WORK TO BE COMPLETED:
This task calls for copying every line of the records that includes the word "shoulder".

DATASET CONTENT:
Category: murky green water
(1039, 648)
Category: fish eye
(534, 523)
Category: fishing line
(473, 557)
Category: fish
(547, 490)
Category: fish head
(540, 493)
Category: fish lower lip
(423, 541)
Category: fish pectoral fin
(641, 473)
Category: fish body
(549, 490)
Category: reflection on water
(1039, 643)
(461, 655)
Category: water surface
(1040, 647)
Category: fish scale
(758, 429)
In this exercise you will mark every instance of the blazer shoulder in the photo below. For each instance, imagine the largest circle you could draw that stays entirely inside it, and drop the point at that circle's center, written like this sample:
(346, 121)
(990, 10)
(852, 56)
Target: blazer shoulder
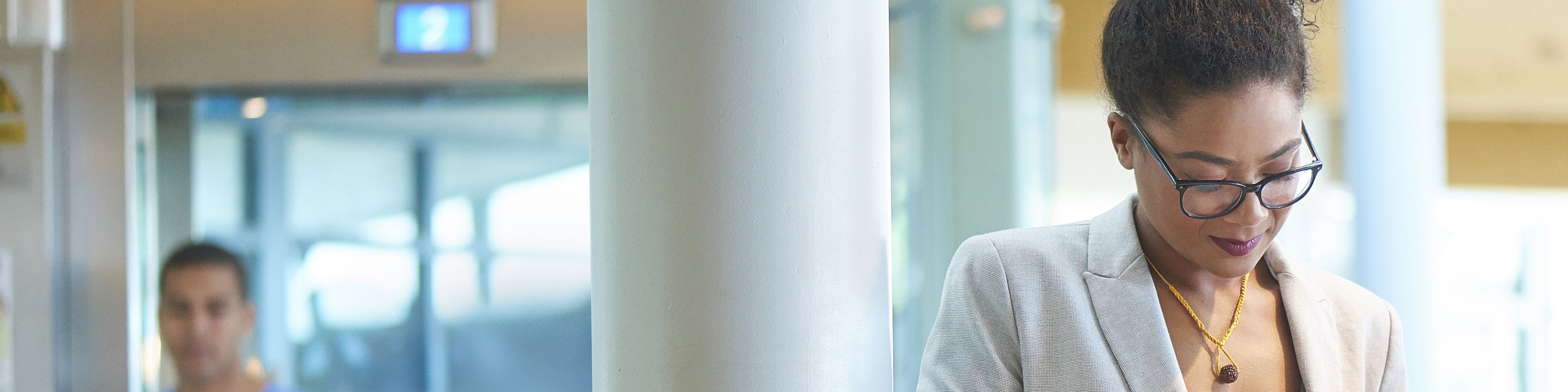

THE COMPLETED TASK:
In this exercise you will mark every instance of the blazer shoulder in the photo below. For each instance, imagine the largest circle you could draw that stays entirely inside it, and drop the point at that circle's center, written like this sample:
Target: blazer shoulder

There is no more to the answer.